──────── WORKING DATA ────────

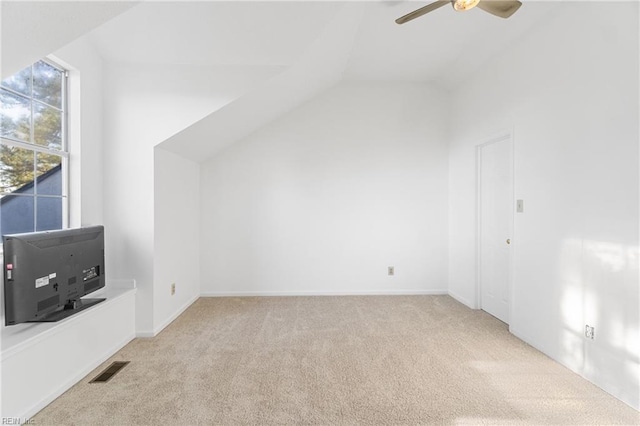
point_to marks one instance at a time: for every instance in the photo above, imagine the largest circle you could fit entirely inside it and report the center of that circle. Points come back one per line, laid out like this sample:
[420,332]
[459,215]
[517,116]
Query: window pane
[20,82]
[15,116]
[49,213]
[16,214]
[16,169]
[49,169]
[47,126]
[47,84]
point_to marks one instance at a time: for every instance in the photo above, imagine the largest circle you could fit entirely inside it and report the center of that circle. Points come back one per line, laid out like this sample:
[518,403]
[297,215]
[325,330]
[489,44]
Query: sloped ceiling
[314,44]
[33,29]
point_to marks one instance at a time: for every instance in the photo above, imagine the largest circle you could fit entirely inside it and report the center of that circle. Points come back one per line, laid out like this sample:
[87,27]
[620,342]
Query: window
[33,150]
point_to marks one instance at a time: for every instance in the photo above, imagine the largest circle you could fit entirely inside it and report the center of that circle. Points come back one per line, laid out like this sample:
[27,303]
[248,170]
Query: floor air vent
[111,371]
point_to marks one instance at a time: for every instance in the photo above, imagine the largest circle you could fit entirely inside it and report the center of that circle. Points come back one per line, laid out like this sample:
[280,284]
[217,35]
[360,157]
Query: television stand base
[64,313]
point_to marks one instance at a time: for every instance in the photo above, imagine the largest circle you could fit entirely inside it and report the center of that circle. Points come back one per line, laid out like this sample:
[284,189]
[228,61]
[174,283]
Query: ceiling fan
[501,8]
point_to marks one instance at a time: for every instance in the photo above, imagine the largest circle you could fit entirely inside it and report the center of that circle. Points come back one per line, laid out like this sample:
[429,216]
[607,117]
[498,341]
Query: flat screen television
[47,273]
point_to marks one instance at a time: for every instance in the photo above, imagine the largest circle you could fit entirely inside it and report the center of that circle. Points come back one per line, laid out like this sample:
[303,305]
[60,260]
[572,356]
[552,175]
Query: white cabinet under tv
[40,361]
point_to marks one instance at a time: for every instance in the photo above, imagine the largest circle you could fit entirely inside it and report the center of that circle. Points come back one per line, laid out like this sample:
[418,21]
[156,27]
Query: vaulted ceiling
[304,47]
[442,47]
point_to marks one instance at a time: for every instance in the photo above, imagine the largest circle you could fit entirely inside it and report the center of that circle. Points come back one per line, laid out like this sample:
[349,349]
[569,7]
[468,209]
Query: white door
[495,208]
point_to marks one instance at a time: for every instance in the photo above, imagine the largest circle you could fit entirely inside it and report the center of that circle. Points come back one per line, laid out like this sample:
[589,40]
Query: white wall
[569,91]
[144,105]
[176,235]
[325,198]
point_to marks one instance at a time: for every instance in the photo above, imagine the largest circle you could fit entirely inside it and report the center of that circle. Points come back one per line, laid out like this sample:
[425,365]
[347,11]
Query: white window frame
[63,152]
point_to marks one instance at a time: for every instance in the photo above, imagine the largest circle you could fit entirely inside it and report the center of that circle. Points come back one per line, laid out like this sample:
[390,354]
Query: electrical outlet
[589,332]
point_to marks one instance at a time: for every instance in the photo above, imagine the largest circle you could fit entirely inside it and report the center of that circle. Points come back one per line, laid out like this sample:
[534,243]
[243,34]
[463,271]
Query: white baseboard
[462,300]
[35,408]
[321,293]
[165,323]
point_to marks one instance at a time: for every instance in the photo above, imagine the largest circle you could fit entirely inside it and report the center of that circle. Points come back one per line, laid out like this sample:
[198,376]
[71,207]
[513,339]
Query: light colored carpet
[333,361]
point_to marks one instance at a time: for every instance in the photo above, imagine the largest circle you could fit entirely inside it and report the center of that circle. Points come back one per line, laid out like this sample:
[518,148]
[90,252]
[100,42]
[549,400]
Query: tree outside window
[33,150]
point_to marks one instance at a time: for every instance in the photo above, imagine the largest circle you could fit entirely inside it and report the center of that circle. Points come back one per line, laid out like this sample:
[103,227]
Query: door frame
[506,135]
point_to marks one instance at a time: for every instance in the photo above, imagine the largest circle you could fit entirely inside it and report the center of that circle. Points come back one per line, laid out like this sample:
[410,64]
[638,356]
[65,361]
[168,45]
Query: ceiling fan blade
[422,11]
[501,8]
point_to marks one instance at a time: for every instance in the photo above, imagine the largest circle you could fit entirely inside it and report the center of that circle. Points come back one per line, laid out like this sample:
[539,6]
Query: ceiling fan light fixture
[462,5]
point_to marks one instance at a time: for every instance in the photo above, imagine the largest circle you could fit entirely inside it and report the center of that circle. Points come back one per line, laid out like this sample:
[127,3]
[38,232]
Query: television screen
[47,273]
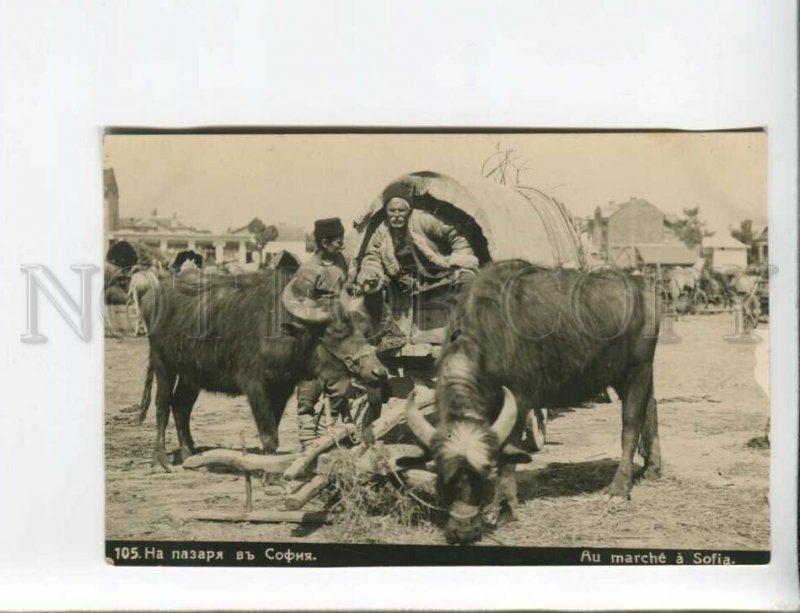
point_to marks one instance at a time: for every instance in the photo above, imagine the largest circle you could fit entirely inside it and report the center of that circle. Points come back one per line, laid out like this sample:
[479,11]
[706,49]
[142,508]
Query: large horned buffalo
[232,334]
[525,337]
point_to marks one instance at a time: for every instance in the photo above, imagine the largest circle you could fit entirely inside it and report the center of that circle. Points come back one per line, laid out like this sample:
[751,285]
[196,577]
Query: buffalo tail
[146,392]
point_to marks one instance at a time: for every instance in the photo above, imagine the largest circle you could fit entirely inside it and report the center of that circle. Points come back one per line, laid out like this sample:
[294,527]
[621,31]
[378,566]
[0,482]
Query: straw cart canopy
[500,222]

────────

DIRECTIONS
Copy the data exactly. Any picture it contains is to be omitted.

ANSWER TO THE EXERCISE
point_to marks one instance at a time: for every instance in the photo above, imagine the largest circle you could fit entirely inside it and report the center of that circle. Points come back one per line, laid out like this sample:
[420,332]
[459,215]
[517,116]
Query: window pane
[20,82]
[15,116]
[49,213]
[16,214]
[16,169]
[49,169]
[47,126]
[47,84]
point_to marks one instance at a time: for every instance in the photo above, imagine the largest circle you could fit entirely inside it and report the center of that circle. Points come back one per line, laid out like this sample:
[518,403]
[297,215]
[325,330]
[489,44]
Query: sloped ceiling
[314,44]
[33,29]
point_to marks one instance at a time: for every instance in the photo above, imagine the largest circle you could fit entirely inside it and report the center of that circle. Points come back one per line, laid out like this sample:
[87,27]
[620,342]
Query: window
[33,150]
point_to marks one instance at a time: for every instance in the photo above, imagine the largest circle you could fit entirely inside it and report the center of that circle. Points come back one per line, laid out like this sample:
[27,303]
[248,170]
Query: floor air vent
[111,371]
point_to marks one instance at a time: for every instance in the photo above, imagine the largest circle you could fit entirely inside it and report the center of that circle. Points come back one per line, laid out like this sample:
[280,284]
[217,35]
[360,157]
Query: television stand base
[64,313]
point_to marks one instance at a time: for every instance in the photo above, imagine the largest circle you could fit entirely inside it and report the center of that circle. Points come back one per line, laid out like this sample:
[284,189]
[228,61]
[174,283]
Query: ceiling fan
[501,8]
point_to marks one instance at a time: for every instance in the photo above, imagine the largest circle you could fit entirely inside it and report the center of that circle. Points come back one per line, laid out like this sample:
[429,216]
[607,117]
[498,341]
Query: flat screen television
[47,273]
point_to marks one instance at a time: for every instance in the photo above, imagine the largest circle you could fit entirely inside it and report the center of that circle. Points come back one per line, laid out like this sample:
[303,305]
[60,260]
[572,356]
[552,175]
Query: white cabinet under tv
[40,361]
point_to marks one instance at a time: for every instance in the photo above, imagine the largest circle you could fit entirely inside it and report the center of that circle. Points come back one per line, laid out like this sample:
[418,21]
[156,27]
Query: vaulted ceiling
[304,47]
[442,47]
point_to marks one instance at a time: for every instance in the photo above, imagine the largest circle you could fit entirely inside it and report the center of that circle. Points come back one per line, laid out like this sample:
[349,349]
[569,7]
[468,209]
Query: white door
[495,208]
point_to marks one instance at a time: for every instance in the photo above, imagine the largest circle you could fit entirely inside it and report the center of that circle. Points come back one per line, laid out like this sample:
[589,40]
Query: white wall
[569,91]
[144,105]
[176,235]
[325,198]
point_to marks one instance at a time: for every instance in the photo above, imagine the largest circle you could fit entirely inside it and report the center of that circle. Points come back one per line, laid out like this sample:
[425,365]
[347,11]
Query: white window frame
[63,152]
point_to marks one instance at a time: for every instance in the photo above, imagine the largest circle you could fit entirely inside it and report the center of that circle. Points come back one per line, laid out like this sample:
[390,354]
Query: electrical outlet
[589,332]
point_to marks one instance at a time: for every instance in the photo above, imagine the largest circle you could fit entirely inside it and report the center of that circle. Points come back one per line, laid out like this sample:
[534,243]
[243,34]
[463,271]
Query: white baseboard
[462,300]
[35,408]
[321,293]
[165,323]
point_to marks one instance at a time: for every instance in the photo above, imagine the largest circle you could fit entirely inside it and report the center of that circle. Points come back one per line, laid out like this sample:
[198,376]
[71,207]
[513,339]
Query: light colored carpet
[333,361]
point_to marks one instance at a time: for every instance in the photo above, imagine the largest circle you could fit entirely inside it and report the center of that circle. Points come back one per line, laid out like this sample:
[518,148]
[90,252]
[100,42]
[549,400]
Query: tree outside window
[33,150]
point_to marks one instance at a time: for every instance in the photo above, imagine the largest circle you could fit entirely inside it and report the center of that circle. Points come back one per line, laid out like this sample:
[103,227]
Query: door frame
[506,135]
point_to marks one instance at a time: for every instance in the photo above, imagine the largest circle you could fit entirely inside it and report the center of that circle. Points come back one per line, laid out like this sample:
[410,64]
[638,356]
[65,361]
[168,45]
Query: ceiling fan blade
[422,11]
[501,8]
point_to marks one instance at a time: for every instance in the photo above, imagine the largest circle you could fit entirely inside it and report the center of that circle. Points come back one per line, laid out like this sample:
[539,6]
Query: ceiling fan light fixture
[462,5]
point_to marks one instance at a time: for every instance in the photo above, imagine the largest circle you could fit entirely inside it and report the center of that circle. Points come back one per line, laid out like this sample:
[127,3]
[38,232]
Query: television screen
[47,273]
point_to marks one instance at a time: for every instance in the photo above, imagine the largest circle you could fit entirely inside it and report the center of that circle. Points come back one per line, laid out like this sample:
[479,11]
[706,49]
[142,508]
Query: large horned buffalo
[232,334]
[525,337]
point_to marks one instance at a time: for every instance in the photo above, imagine the largest circle you could fit entirely inside it and report the center of that circle. Points come back one per line, laid out like this sample:
[751,285]
[196,577]
Query: buffalo tail
[146,392]
point_to marks one instance at a time: for every instance in the photo above, imagine the largest circle you could fit entirely inside it and report the center of that circle. Points come back one per line, laid out like this sample:
[294,527]
[621,31]
[378,566]
[0,482]
Query: straw cart canopy
[500,222]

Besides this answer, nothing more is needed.